Pointing dataset excerpts
--------------------------------------------------
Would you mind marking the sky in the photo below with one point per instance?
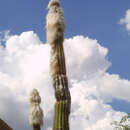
(97, 34)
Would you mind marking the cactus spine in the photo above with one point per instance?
(55, 36)
(36, 113)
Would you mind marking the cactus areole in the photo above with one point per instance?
(55, 26)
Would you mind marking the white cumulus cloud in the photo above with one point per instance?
(24, 65)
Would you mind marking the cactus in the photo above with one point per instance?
(55, 36)
(36, 113)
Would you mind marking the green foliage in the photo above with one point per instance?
(123, 124)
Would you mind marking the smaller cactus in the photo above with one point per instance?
(36, 113)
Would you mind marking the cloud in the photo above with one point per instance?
(126, 20)
(24, 65)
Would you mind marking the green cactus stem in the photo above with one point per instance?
(55, 36)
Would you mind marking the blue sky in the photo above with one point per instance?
(92, 18)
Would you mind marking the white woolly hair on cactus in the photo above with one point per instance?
(55, 22)
(36, 113)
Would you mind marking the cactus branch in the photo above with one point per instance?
(55, 36)
(36, 113)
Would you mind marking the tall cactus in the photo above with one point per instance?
(55, 36)
(36, 113)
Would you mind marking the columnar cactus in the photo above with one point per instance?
(55, 36)
(36, 113)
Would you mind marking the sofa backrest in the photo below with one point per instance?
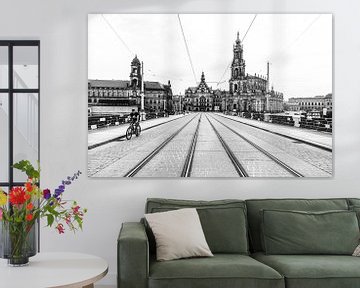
(223, 221)
(255, 206)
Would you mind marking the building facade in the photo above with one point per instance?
(250, 93)
(309, 104)
(247, 93)
(200, 98)
(119, 97)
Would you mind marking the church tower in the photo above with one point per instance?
(237, 66)
(135, 74)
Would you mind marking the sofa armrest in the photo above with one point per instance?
(133, 256)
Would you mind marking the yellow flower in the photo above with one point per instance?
(3, 198)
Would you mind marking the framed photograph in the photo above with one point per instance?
(210, 95)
--------------------------------------------------
→ **Instructions for the task**
Give the lines of the records above as a Markdown table with the columns Row and Line, starting at the line that contains "Would you mind marking the columnar" and ending at the last line of the records, both ends included. Skip blank lines and leave the pictures out.

→ **Solution to this task**
| Row | Line |
|---|---|
| 1 | Would you mind marking the columnar cactus in the photo above with one point per instance? |
| 2 | (55, 36) |
| 3 | (36, 113) |
| 4 | Would you mind marking the sofa backrest in the photo below with one point per instance? |
| 5 | (223, 221) |
| 6 | (255, 206) |
| 7 | Would you mind marking the building facade in the photo above with one point per instance? |
| 8 | (250, 93) |
| 9 | (309, 104) |
| 10 | (247, 93) |
| 11 | (200, 98) |
| 12 | (119, 97) |
| 13 | Would you mind marking the church tower in the photo above with one point per instance? |
| 14 | (237, 66) |
| 15 | (135, 74) |
| 16 | Would you mind marking the sofa armrest in the photo above with one point per instance? |
| 17 | (133, 256) |
| 18 | Would you mind marking the yellow flower in the photo above with one point per instance? |
| 19 | (3, 198) |
| 20 | Would you mind marking the framed photograph in the photo above with one point per instance? |
| 21 | (210, 95) |